Purpose/Objectives: To understand the meaning of self-transcendence, or the ability to go beyond the self, for patients who have had a stem cell transplantation.

Research Approach: A phenomenologic investigation guided by the interpretive philosophy of Heidegger.

Setting: A cancer center in a major urban academic medical center.

Participants: 4 men and 4 women ages 45-63 who had received a stem cell transplantation in the previous year.

Methodologic Approach: Two or three unstructured, open-ended interviews were conducted with each participant. Data were extracted, analyzed, and interpreted according to the Colaizzi method.

Main Research Variables: Self-transcendence.

Findings: Self-transcendence emerged as a process that was triggered by the suffering the participants experienced as they lived through the physical effects of the treatment, faced death, drew strength from within themselves, and perceived a spiritually influenced turning point. The experience of a human connection lessened their feelings of vulnerability in the process. As the participants recovered, they described being transformed both physically and personally.

§ ACTIVITIES
• 1. Answer these questions about the abstract on self-transcendence after stem cell transplantation:
(a) How many men and women took part, and what was their age range?
(b) By what method were the data extracted, analyzed, and interpreted?
(c) What lessened the participants' feelings of vulnerability?
• 2. Write the next part of the abstract on self-transcendence after stem cell transplantation, starting after its final sentence.

§ EXERCISE DATA
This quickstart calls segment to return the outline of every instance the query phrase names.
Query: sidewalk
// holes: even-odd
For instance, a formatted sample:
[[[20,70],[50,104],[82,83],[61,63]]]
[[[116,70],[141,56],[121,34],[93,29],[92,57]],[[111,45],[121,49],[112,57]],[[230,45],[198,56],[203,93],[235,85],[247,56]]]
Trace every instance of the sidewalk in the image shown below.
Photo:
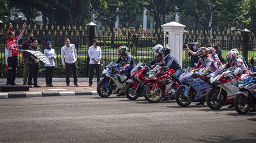
[[[54,81],[62,81],[63,78],[56,79]],[[84,80],[84,81],[83,81]],[[22,79],[17,79],[17,83],[22,85]],[[30,88],[29,91],[27,92],[0,92],[0,99],[9,98],[19,97],[46,97],[46,96],[84,96],[98,94],[97,93],[97,81],[93,78],[92,86],[89,86],[88,78],[78,79],[78,85],[79,86],[73,85],[72,80],[71,80],[70,86],[66,86],[65,82],[55,81],[52,83],[53,87],[46,87],[44,79],[38,79],[38,85],[41,86],[39,88]],[[64,80],[65,81],[65,80]],[[1,85],[4,85],[6,81],[5,79],[1,79]],[[18,87],[18,86],[17,86]]]

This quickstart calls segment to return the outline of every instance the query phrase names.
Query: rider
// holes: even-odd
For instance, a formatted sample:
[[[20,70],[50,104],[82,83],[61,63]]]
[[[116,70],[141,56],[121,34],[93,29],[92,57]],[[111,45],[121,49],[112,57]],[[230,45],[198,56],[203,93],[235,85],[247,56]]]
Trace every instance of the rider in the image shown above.
[[[132,69],[136,66],[135,62],[132,58],[132,55],[127,47],[125,46],[120,46],[118,49],[118,55],[120,56],[118,59],[116,63],[117,64],[120,62],[122,63],[124,65],[123,69],[119,71],[119,73],[124,72],[125,70],[128,70],[127,79],[130,78],[130,73]],[[120,93],[117,96],[124,96],[124,93]]]
[[[198,69],[201,66],[205,67],[204,71],[207,71],[207,70],[211,70],[212,71],[215,71],[217,69],[217,66],[213,60],[212,55],[209,54],[209,50],[207,47],[201,47],[198,50],[197,55],[199,58],[198,63],[197,66],[194,69]],[[201,75],[203,76],[203,75]],[[208,78],[205,76],[205,80],[208,80]],[[204,102],[199,102],[196,103],[196,105],[204,105]]]
[[[212,58],[214,61],[215,63],[218,67],[223,66],[221,62],[220,62],[218,55],[215,52],[216,50],[212,47],[208,47],[208,50],[209,50],[209,53],[212,55]]]
[[[227,64],[224,65],[224,69],[233,71],[234,74],[240,79],[246,79],[248,78],[249,72],[244,60],[238,56],[237,53],[237,51],[233,49],[227,52],[226,55]],[[228,106],[228,108],[233,107],[233,104]]]
[[[160,49],[163,47],[161,45],[158,44],[152,49],[151,51],[156,53],[156,57],[147,63],[149,65],[151,65],[151,69],[154,68],[157,65],[165,65],[165,58],[163,54],[163,52],[159,51]]]
[[[167,46],[165,46],[159,50],[160,52],[163,52],[163,54],[165,57],[165,62],[164,66],[162,69],[171,69],[175,71],[175,73],[173,74],[172,78],[174,80],[176,80],[178,83],[179,76],[181,74],[181,67],[180,66],[179,62],[177,59],[171,55],[171,49]],[[162,99],[163,101],[169,100],[169,98],[164,98]]]

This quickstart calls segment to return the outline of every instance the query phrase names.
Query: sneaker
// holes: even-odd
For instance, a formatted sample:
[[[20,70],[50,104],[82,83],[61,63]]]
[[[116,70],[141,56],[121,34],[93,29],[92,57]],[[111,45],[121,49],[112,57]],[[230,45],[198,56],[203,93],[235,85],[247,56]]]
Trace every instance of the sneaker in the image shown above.
[[[124,96],[125,94],[124,93],[120,93],[117,95],[117,97]]]
[[[41,86],[39,86],[38,84],[34,85],[34,87],[41,87]]]
[[[230,105],[227,106],[227,107],[229,108],[232,108],[234,107],[234,105],[233,104],[230,104]]]
[[[204,102],[198,102],[198,103],[196,103],[195,104],[196,105],[205,105],[205,103]]]
[[[16,83],[13,83],[11,85],[11,86],[19,86]]]

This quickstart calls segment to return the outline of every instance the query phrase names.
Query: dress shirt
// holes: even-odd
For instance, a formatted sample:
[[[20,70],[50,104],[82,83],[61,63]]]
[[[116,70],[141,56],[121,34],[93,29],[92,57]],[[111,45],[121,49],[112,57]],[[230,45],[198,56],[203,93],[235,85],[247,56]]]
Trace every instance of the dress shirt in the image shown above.
[[[88,53],[90,57],[90,64],[95,65],[95,61],[92,60],[93,58],[99,60],[98,64],[100,64],[99,60],[102,59],[102,50],[99,46],[97,46],[97,48],[94,47],[93,45],[90,46],[88,50]]]
[[[74,44],[69,44],[69,47],[65,45],[62,47],[61,51],[62,65],[65,65],[65,63],[73,64],[77,61],[77,55]]]
[[[56,58],[56,56],[55,50],[51,48],[51,49],[45,49],[44,51],[44,55],[49,59],[50,63],[51,64],[51,66],[50,66],[45,63],[44,66],[55,66],[55,62],[54,62],[54,59]],[[54,58],[52,58],[52,56],[55,57]]]

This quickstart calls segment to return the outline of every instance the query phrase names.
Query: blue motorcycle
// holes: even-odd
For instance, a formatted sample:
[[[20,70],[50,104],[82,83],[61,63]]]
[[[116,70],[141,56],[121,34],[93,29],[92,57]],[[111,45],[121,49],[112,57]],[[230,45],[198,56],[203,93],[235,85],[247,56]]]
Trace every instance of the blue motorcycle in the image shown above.
[[[175,100],[179,106],[187,107],[192,101],[205,101],[205,96],[211,86],[202,79],[203,77],[198,77],[198,75],[204,74],[202,72],[203,70],[193,70],[180,75],[179,80],[181,85],[175,93]],[[213,73],[210,74],[212,74]]]
[[[123,69],[118,64],[111,62],[104,67],[100,80],[97,86],[97,92],[102,98],[107,98],[111,94],[124,93],[127,77],[131,72],[131,68],[126,68],[123,72],[118,73]]]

§ RESPONSES IN ORDER
• 1.
(a) 4 men and 4 women, ages 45-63.
(b) The Colaizzi method.
(c) The experience of a human connection.

• 2.
Conclusions: The findings from this study highlight the power inherent in patients to not only meet the challenges they face, but to grow from their experiences. The findings also highlight patients' deep need for a human connection and the power that nurses and other healthcare professionals have to provide that connection.

Interpretation: The caring connections established by health-care professionals can ease the ability of patients to access the inner resource of self-transcendence and reduce their feelings of vulnerability.